Dispatches from the International AIDS Conference in Mexico


UW Health Services

HIV/AIDS Comprehensive Care Program

MADISON - Yesterday, the U.S. Centers for Disease Control revealed that the number of AIDS infections in America is significantly higher - 40 percent higher - than experts have believed since the 1990s.


Tomorrow, a local activist and counselor with UW Health's HIV Care Clinic will share her thoughts and perspectives on the disease's effects on women at the International AIDS Conference in Mexico City, Mexico.

HIV activist Heidi Nass is part of a United Nations delegation at the week-long annual conference. Nass will bring a community perspective to the topic, "How to Make HIV Trials Work for Women and Adolescent Girls." More specifically, she'll talk about the barriers that prevent women from participating in and benefiting from HIV research.
In the United States, an estimated 14.5 million women are infected with HIV. In places like Africa and Latin America, more than 60 percent of new HIV infections are women.
"Despite the rapidly expanding epidemic in women, we remain underrepresented when it comes to HIV/AIDS research," says Nass, who has helped hundreds of newly diagnosed HIV patients, both men and women, learn to live successfully with their condition. "Given the trajectory of this epidemic, research on the unanswered questions about women and HIV is imperative."

## What you need to do
1 > In the AIDS conference dispatch, rewrite the passage starting at "HIV/AIDS Comprehensive Care" and ending at "Mexico City, Mexico.", swapping "counselor" for "social worker".
2 > Write the next part of the AIDS conference dispatch, picking up after its final sentence.

## Records

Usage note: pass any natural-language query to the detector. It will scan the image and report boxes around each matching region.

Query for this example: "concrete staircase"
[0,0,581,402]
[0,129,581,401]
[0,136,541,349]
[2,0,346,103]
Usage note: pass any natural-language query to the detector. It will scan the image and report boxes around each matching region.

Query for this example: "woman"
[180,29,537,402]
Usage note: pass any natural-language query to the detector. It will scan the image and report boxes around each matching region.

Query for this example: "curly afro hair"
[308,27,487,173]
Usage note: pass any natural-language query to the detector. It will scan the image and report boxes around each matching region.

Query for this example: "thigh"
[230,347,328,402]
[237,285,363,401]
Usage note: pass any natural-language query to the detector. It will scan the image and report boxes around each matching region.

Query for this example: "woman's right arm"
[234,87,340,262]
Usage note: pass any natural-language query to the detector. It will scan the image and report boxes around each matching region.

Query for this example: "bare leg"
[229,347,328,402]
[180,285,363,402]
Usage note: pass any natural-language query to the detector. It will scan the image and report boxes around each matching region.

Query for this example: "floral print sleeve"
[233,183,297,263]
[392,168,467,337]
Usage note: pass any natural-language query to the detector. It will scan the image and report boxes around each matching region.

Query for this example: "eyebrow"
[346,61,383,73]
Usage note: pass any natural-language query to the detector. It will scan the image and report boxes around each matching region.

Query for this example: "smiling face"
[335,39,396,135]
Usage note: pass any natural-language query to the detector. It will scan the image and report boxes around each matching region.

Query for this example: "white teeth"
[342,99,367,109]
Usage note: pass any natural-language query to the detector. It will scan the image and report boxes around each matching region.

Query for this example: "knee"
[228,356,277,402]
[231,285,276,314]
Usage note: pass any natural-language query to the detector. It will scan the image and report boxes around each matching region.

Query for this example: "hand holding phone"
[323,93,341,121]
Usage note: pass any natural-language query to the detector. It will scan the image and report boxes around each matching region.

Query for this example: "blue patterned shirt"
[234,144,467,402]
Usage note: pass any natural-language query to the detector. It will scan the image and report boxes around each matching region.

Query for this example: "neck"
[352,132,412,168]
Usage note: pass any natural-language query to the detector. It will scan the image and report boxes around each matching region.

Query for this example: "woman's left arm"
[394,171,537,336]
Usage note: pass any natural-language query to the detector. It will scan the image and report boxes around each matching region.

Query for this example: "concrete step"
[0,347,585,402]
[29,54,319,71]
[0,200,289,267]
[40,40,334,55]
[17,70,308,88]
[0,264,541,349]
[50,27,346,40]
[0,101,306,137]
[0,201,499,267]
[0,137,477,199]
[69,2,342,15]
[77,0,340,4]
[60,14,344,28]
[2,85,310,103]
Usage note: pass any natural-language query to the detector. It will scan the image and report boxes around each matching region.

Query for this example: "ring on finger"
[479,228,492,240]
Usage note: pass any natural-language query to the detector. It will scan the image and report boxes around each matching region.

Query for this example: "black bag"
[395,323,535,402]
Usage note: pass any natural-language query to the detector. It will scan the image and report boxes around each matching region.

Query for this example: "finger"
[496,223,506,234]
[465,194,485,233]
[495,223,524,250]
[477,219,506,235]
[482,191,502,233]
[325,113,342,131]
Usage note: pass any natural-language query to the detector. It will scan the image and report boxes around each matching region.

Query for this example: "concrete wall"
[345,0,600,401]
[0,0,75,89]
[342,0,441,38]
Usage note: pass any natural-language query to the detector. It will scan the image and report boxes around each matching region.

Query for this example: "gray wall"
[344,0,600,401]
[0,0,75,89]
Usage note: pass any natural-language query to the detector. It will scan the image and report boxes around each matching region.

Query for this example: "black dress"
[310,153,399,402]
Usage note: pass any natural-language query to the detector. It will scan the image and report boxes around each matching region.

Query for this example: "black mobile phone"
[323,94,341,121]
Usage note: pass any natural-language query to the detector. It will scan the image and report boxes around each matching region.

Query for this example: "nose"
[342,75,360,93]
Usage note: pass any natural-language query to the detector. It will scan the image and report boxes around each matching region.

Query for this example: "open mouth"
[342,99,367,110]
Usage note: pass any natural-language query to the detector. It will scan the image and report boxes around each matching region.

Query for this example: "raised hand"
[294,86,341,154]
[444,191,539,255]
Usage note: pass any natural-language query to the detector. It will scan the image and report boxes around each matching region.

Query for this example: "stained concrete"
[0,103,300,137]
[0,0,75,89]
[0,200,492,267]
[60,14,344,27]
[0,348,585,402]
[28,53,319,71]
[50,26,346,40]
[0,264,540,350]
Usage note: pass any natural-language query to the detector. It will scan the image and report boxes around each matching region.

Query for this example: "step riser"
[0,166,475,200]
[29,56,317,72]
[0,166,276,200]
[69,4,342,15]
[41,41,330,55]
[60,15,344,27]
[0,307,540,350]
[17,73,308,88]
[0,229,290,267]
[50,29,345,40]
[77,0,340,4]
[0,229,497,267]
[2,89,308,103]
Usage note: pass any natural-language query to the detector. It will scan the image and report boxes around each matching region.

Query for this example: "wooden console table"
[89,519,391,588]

## Task-by-task results
1 >
HIV/AIDS Comprehensive Care Program

MADISON - Yesterday, the U.S. Centers for Disease Control revealed that the number of AIDS infections in America is significantly higher - 40 percent higher - than experts have believed since the 1990s.


Tomorrow, a local activist and social worker with UW Health's HIV Care Clinic will share her thoughts and perspectives on the disease's effects on women at the International AIDS Conference in Mexico City, Mexico.

2 >
Nass says she's heartened that the United Nations AIDS commission - for years, the organization that has helped set international policy on the disease - has placed the issue front and center.
"For the U.N. to focus on this topic means a lot in the global AIDS arena," she says. "It's a message from a leader saying that this matters."
Nass is writing about her experiences at the conference for Read her accounts of the conference: Dispatches from the International AIDS Conference in Mexico
About the UW Health HIV/AIDS Comprehensive Care Program
For the last 23 years, the UW Health HIV/AIDS Comprehensive Care Program at UW Hospital and Clinics in Madison, Wisconsin has been providing care for people with HIV/AIDS. It is the largest single-site provider of HIV clinical care in Wisconsin.
Through a multi-disciplinary team of specialists, patients receive the most comprehensive care possible. The goal is to offer all patients expert, compassionate care in a confidential and welcoming environment. HIV specialty care is provided in consultation with primary physicians for patients who wish to work with their primary care provider for general health needs.